ТЕКСТ ДЛЯ ЧТЕНИЯ:
◇ ◇ ◇ ◇
Сложно понять и подсчитать, насколько многонациональными были Ленинград и Москва, поскольку в этих городах действовала «политика непризнания» национальных меньшинств[31]. А в довольно подробные ежегодные переписи населения не включали статистические сведения об этническом происхождении жителей[32]. Статистика официальных отчетов, предназначенных для широкого круга читателей, отображала исключительно белокожее славянское население городов[33]. Советские муниципальные власти были убеждены, что, получив в Ленинграде и Москве все навыки, мигранты с Кавказа, из Средней Азии или других менее развитых регионов СССР обязательно уедут домой, увезя и навыки, и все заработанные в городах деньги. В дружбе народов не они, а русские должны были сыграть роль «старшего брата», несущего прогресс в отдаленные республики. Данные Всесоюзной переписи являются единственным официальным источником, содержащим данные по этническому составу населения. Самые ранние подсчеты касаются татарского населения, из-за более ранней интеграции и относительной географической близости к европейской части СССР: в 1959 г. в Москве их насчитывалось 80,5 тыс. человек, притом что численность армянского, грузинского, чувашского и мордовского населения была чуть больше 5 тыс. человек[34]. Количество мигрантов с советского Юга в городах постоянно росло: по данным Всесоюзной переписи уже в 1989 г. было зарегистрировано более 30 тыс. человек из Средней Азии как в Ленинграде, так и в Москве, в дополнение к более чем 30 тыс. выходцев из Азербайджана[35]. Определенно существует шанс, что в государственной статистике, основанной на самоидентификации граждан, недостаточно представлены этнические меньшинства, которые могли причислить себя к русским или, что более вероятно, вообще не участвовать в переписи[36]. Как отмечает Вера Глубова, в последнее советское десятилетие в переписях все чаще стали занижать численность представителей этнических меньшинств, потому что миграция из советской Азии в Москву была в два-три раза выше, чем из европейской части страны[37]. Ольга Вендина пишет, что к концу советской эпохи представители кавказских и среднеазиатских народов составляли значительную часть всего нерусского населения столицы (доходившую до 20 % от общего числа жителей)[38].
◇ ◇ ◇ ◇
ИСХОДНЫЕ ДАННЫЕ:
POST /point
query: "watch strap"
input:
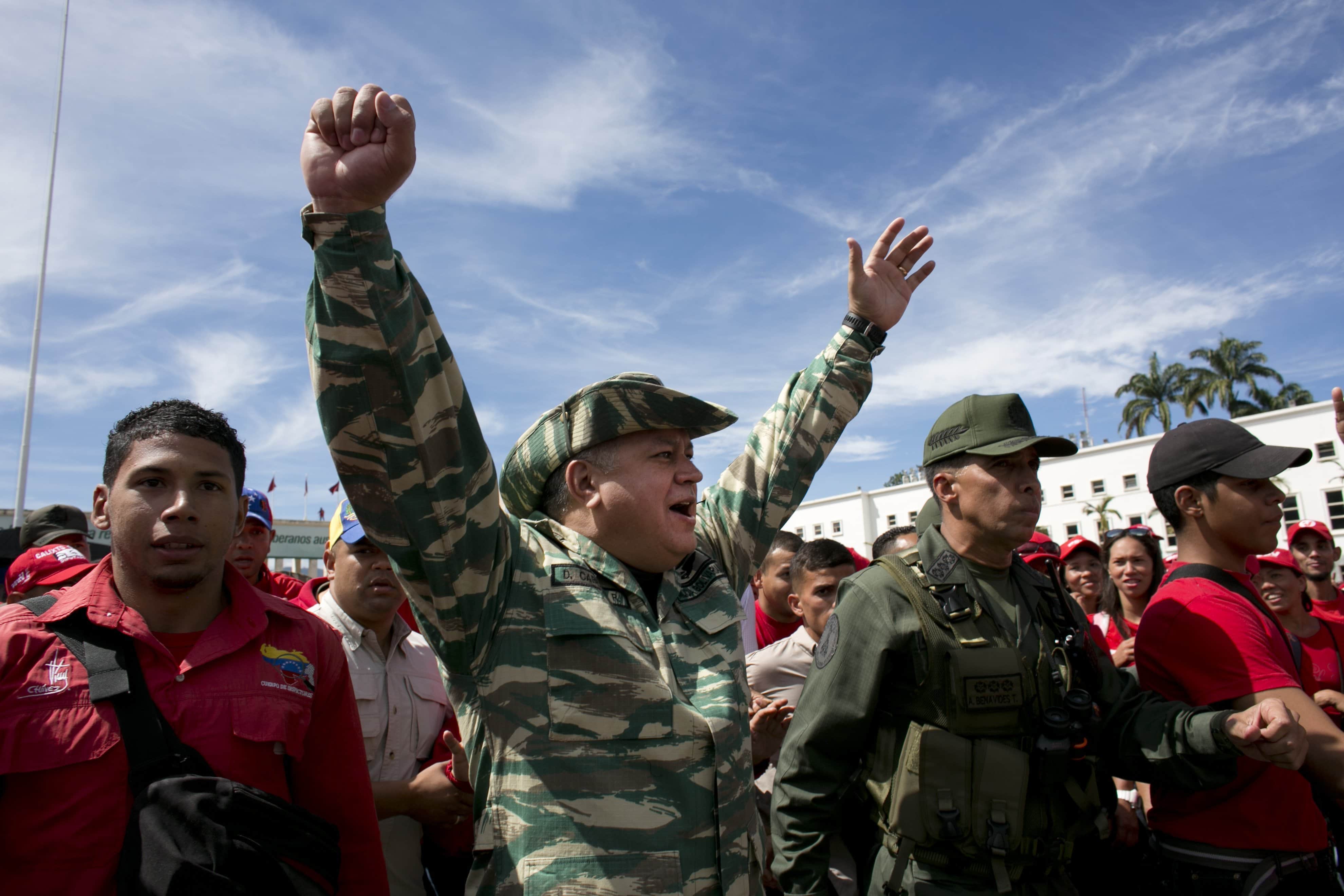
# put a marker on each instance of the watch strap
◇ ◇ ◇ ◇
ЗАДАНИЯ К ВЫПОЛНЕНИЮ:
**1.** Сколько татар насчитывалось в Москве в 1959 году, согласно тексту о национальном составе Ленинграда и Москвы?
**2.** Допишите продолжение текста о национальном составе Ленинграда и Москвы, начиная сразу после его последнего предложения.
Перечень в этой работе не используется.

ОТВЕТЫ ПО ЗАДАНИЯМ:
**1.** 80,5 тыс. человек.

**2.**
Для нашего проекта мы провели семьдесят пять устных интервью с бывшими советскими гражданами, среди которых были студенты и специалисты, торговцы и владельцы магазинов, квалифицированные и неквалифицированные рабочие, туристические агенты и демобилизованные солдаты[39]. Респонденты представляли разные национальности: буряты, народы северного Кавказа, армяне, азербайджанцы, грузины, казахи, кыргызы, таджики и узбеки, которые прожили месяцы или годы в Ленинграде и Москве с 1950-х по 1990-е гг., но в основном в последние два десятилетия советской эпохи. В мое исследование также включены рассказы ученых и журналистов[40]. Сборник интервью скорее выполняет иллюстративную, а не репрезентативную функцию. Я ставил перед собой цель запечатлеть как можно больше аспектов миграции, то есть описать миграцию глазами, словами и воспоминаниями тех, кто непосредственно был ее участником и наблюдал ее последствия в Ленинграде, Москве и других ближних и дальних точках позднего Советского Союза.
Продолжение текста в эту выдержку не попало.